=== Work to complete ===
Would you please state how many lines in the entries contain the word "pixels"? Only the number should be given.

=== Raw data ===
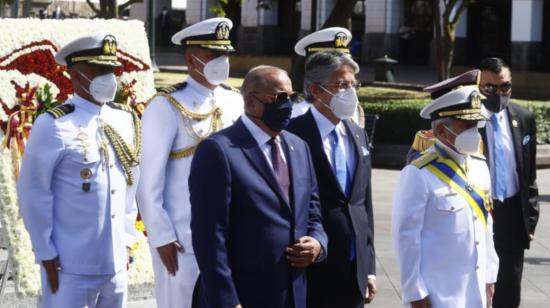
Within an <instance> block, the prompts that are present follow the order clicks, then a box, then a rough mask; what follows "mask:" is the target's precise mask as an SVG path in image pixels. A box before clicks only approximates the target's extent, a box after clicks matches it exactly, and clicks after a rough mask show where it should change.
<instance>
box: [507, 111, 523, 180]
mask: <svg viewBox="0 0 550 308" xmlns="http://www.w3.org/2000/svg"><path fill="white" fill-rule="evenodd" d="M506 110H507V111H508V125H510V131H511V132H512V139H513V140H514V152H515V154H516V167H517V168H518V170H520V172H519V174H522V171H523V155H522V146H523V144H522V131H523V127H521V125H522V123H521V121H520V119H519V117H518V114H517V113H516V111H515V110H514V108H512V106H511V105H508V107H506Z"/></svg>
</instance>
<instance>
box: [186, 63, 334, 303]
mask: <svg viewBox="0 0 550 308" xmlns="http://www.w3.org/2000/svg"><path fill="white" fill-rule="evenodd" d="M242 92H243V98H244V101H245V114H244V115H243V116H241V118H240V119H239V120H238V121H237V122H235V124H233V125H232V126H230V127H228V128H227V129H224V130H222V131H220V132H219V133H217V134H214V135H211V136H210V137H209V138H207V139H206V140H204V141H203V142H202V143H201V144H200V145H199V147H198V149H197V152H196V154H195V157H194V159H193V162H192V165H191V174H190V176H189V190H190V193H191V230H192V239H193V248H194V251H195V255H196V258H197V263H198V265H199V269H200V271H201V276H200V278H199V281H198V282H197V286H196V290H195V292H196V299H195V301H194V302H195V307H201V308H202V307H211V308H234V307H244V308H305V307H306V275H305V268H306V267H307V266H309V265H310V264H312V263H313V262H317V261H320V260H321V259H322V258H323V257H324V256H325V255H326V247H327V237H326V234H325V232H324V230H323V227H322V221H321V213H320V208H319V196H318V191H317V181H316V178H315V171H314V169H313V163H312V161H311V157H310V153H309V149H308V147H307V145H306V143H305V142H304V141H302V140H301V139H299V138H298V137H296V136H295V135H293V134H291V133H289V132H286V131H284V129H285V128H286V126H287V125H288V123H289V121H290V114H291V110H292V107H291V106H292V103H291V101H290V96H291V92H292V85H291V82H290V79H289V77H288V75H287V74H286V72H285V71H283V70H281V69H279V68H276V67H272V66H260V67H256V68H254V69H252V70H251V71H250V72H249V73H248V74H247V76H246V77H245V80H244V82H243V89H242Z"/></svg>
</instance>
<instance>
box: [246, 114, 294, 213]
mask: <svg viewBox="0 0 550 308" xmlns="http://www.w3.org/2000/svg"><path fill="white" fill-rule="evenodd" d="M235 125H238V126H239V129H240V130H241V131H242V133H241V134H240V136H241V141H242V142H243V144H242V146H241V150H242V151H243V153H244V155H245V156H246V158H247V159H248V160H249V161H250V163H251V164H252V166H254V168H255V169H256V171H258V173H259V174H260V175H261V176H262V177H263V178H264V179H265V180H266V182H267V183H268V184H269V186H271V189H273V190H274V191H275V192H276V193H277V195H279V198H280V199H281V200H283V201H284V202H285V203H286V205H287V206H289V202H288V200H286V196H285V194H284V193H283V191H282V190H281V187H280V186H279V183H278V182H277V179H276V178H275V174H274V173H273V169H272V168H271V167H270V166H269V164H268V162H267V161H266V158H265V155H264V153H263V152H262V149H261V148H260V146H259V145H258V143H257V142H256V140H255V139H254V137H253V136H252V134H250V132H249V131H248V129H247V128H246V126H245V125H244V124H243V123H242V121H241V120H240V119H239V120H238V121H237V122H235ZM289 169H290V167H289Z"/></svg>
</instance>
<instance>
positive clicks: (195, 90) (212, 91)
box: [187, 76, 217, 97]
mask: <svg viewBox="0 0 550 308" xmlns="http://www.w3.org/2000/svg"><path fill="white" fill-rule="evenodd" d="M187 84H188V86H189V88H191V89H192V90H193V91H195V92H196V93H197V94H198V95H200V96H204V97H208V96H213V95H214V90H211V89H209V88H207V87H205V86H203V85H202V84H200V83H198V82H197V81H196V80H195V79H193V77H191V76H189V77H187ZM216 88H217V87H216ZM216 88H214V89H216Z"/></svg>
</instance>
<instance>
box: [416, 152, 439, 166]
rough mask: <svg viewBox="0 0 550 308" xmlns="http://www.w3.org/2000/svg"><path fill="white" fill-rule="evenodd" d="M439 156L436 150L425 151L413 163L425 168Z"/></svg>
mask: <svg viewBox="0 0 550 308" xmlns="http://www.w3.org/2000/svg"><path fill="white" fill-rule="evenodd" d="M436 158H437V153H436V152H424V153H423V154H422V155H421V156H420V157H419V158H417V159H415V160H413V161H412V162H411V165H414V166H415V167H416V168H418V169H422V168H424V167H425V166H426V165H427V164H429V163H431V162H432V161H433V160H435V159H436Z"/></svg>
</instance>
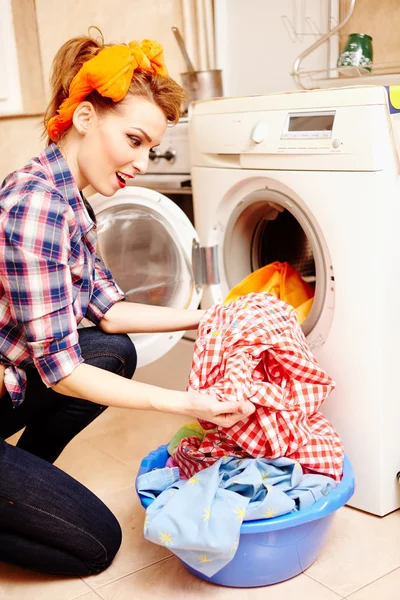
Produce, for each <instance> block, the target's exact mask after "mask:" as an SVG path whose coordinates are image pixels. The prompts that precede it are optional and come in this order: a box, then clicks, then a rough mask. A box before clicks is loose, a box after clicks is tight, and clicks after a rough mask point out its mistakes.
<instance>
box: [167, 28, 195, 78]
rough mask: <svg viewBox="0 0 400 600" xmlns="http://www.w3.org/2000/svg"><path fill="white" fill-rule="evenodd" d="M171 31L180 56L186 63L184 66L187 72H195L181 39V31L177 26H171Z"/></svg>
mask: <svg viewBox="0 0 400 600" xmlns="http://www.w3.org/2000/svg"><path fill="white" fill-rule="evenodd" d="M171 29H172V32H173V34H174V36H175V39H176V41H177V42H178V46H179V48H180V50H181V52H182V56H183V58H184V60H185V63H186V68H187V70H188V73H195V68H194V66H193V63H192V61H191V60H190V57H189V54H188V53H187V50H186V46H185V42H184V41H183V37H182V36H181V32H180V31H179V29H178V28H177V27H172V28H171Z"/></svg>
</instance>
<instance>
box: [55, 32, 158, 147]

=== Answer ===
2